■ **Set problem**
Reproduce the material below verbatim, preserving every line without alteration.

■ **Data for this task**
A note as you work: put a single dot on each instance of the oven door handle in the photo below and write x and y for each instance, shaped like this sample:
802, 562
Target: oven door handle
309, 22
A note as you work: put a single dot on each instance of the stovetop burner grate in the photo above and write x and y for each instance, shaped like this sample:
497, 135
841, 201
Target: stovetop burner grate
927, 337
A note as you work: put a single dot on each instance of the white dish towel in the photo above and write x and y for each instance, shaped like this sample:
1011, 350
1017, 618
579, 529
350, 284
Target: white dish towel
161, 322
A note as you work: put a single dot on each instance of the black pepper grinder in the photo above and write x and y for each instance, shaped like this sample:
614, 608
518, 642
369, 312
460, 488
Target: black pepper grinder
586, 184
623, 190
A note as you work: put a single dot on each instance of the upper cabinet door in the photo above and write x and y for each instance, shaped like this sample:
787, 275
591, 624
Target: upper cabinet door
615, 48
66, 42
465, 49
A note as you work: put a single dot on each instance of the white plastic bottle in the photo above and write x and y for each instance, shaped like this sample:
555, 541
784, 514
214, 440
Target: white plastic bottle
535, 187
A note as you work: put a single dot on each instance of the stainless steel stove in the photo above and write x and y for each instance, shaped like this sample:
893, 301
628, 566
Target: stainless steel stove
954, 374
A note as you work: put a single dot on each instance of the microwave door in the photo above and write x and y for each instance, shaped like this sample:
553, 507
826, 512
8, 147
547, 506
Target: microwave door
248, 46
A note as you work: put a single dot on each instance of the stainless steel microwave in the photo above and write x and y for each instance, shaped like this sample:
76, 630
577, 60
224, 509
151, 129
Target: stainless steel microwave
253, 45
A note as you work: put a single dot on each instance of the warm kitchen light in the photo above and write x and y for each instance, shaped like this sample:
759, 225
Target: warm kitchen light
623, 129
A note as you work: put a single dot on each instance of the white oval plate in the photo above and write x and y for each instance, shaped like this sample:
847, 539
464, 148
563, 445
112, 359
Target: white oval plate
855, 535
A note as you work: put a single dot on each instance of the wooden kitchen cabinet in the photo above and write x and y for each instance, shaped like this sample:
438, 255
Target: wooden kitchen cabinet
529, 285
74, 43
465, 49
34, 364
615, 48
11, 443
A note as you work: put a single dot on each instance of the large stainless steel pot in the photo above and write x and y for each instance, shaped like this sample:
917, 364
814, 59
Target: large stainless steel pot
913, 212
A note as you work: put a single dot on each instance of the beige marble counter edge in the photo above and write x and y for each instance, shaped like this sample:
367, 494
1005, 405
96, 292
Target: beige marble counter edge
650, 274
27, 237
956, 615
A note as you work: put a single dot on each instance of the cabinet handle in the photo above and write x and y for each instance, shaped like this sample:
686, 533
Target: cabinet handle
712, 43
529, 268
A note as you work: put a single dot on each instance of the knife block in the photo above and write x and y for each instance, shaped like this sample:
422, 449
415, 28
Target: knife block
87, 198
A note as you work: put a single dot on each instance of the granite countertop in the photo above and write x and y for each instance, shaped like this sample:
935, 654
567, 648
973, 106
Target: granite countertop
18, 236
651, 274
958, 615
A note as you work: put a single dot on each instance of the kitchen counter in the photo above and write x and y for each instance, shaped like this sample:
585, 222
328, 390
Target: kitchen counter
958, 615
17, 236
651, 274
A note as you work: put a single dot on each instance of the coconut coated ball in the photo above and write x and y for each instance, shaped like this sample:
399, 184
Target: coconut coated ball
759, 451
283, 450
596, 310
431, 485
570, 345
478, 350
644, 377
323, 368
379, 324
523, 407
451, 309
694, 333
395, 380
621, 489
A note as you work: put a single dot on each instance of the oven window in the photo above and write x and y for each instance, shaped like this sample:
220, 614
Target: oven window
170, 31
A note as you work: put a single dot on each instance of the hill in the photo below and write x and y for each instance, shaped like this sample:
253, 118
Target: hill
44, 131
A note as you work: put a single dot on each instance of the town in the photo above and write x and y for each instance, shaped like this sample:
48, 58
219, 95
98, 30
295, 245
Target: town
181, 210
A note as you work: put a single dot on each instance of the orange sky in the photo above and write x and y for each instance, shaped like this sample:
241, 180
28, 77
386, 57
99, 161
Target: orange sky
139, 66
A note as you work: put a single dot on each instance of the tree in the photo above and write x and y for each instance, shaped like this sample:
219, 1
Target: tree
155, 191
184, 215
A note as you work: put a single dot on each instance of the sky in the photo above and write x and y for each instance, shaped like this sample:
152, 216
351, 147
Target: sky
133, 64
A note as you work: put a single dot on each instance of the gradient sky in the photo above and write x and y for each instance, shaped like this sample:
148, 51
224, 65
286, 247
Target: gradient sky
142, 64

■ **Task result**
A note as you work: put a single dot on each instance of the oven door handle in the photo below and write x and y for each instance, shaped like this sample:
802, 562
Target: oven door handle
309, 22
A note as you work: put a single dot on each instance of the stovetop burner grate in the photo above and write x and y for each instance, shaped like this sample:
497, 135
841, 201
Target: stovetop burner grate
927, 337
A note as you work: put a single dot on each instance of the white dish towel in the photo above and write x and y for each instance, shaped like this sample:
1011, 350
1017, 618
579, 529
350, 284
Target: white dish towel
161, 322
A note as you work: put a single dot on each instance of the black pepper grinder in the photo above and write x and y for each instance, shaped like this sample:
614, 608
518, 642
369, 312
460, 488
Target: black pepper grinder
586, 184
623, 190
A note as you work: put a single dot on each instance of the upper cabinet door in the photo above and write x and y for each instance, shaped like this sample:
787, 275
591, 624
Target: upper cabinet door
615, 48
66, 42
465, 49
A note as you work: put a single dot on each instance of the white plastic bottle in the photo above and write x and y for each instance, shaped like this sample:
555, 541
784, 514
214, 440
Target: white plastic bottle
535, 187
A note as you work: put a single dot on each instance of the stainless steel stove in the photo above and write x and y for each instance, shaped like this sample:
893, 301
628, 566
Target: stainless steel stove
954, 374
A note as you work: put a single dot on each instance of the microwave door in the photo above and write x and y for each instance, shaped like this sample:
553, 507
826, 512
8, 147
547, 506
Target: microwave door
248, 46
A note as you work: put a single dot on each instance of the stainless steel microwave in the photo above and write x and y for each instance, shaped like this sample:
76, 630
577, 60
224, 509
151, 129
Target: stainless steel microwave
253, 45
A note as you work: put a single dot on each instance of the warm kitchen light in the photo above and write x and y for each instance, shaped like this sample:
759, 225
Target: warm kitchen light
623, 129
A note as you work: put a single dot on each instance of the white oval plate in the photo above and write x and y for each instance, shaped like this sample:
847, 539
464, 148
563, 445
112, 359
Target: white oval plate
855, 535
A note as you work: put a single dot on each instance of the wooden kitchen cabinet in the photo above and write x and y for each instance, shaped like this sample:
438, 255
Target: wooden kitchen cabinet
529, 285
74, 43
465, 49
34, 364
615, 48
11, 443
A note as you work: put a single dot on each instance of the large stainless steel pot in the photo above and write x and y for each instance, shaped like this sample:
917, 364
814, 59
Target: large stainless steel pot
913, 212
A note as you work: put a single dot on each instance of the beige marble counter edge in the photo above and write x and y for each instance, shaped like this sample:
367, 494
1005, 405
96, 292
Target: beige marble counter edge
650, 274
27, 237
956, 615
A note as you work: put a single dot on each instance of the cabinet handle in the photo above and write x and y for each instance, shaped like this sample:
686, 533
Target: cabinet handle
712, 43
529, 268
A note as you work: put a single dot on each instance of the knife block in the photo above and write x and y for each instance, shaped like this sample:
422, 449
415, 28
Target: knife block
87, 198
A note as you work: put a single dot on each instance of the granite countertop in the photo above and write x and y for each instance, shaped like this sample:
935, 654
567, 648
973, 106
Target: granite countertop
18, 236
651, 274
958, 615
A note as you work: put a single dot on each instance of the kitchen counter in the photo above and write x and y for each instance, shaped like this sample:
585, 222
328, 390
Target: kitchen counter
958, 615
17, 236
651, 274
A note as you work: put a single dot on each instance of the coconut coated ball in the photo above and write x and y for each instance, shaped like this sample:
399, 184
Target: coconut coated ball
759, 451
283, 450
596, 310
431, 485
570, 345
478, 350
644, 377
323, 368
379, 324
523, 407
451, 309
694, 333
395, 380
621, 489
A note as you work: put a single dot on each instance of the oven window in the photo above and write x and y for each instance, shaped like this sample:
220, 614
Target: oven window
170, 31
A note as you work: put a single dot on each instance of the hill in the photo below and write x and y for each instance, shaped like this sample:
253, 118
Target: hill
44, 131
A note as you work: put a single dot on each instance of the town in the photo above and write x and y for each instance, shaped like this sample:
48, 58
219, 95
98, 30
295, 245
Target: town
181, 210
A note as you work: put a single dot on each instance of the orange sky in the photo above and write x and y for each instance, shaped like this sample:
241, 180
28, 77
386, 57
99, 161
Target: orange sky
139, 66
A note as you work: put a single dot on each instance of the tree in the photo above and write x and y for each instance, shaped like this sample:
219, 1
Target: tree
155, 191
184, 215
A note as you work: put a single dot on each instance of the sky in the photo above and write x and y for each instance, shaped like this sample:
152, 216
351, 147
Target: sky
133, 64
A note as you work: put a single dot on each instance of the gradient sky in the photo above and write x and y for each instance, shaped like this sample:
148, 51
224, 65
286, 247
Target: gradient sky
142, 64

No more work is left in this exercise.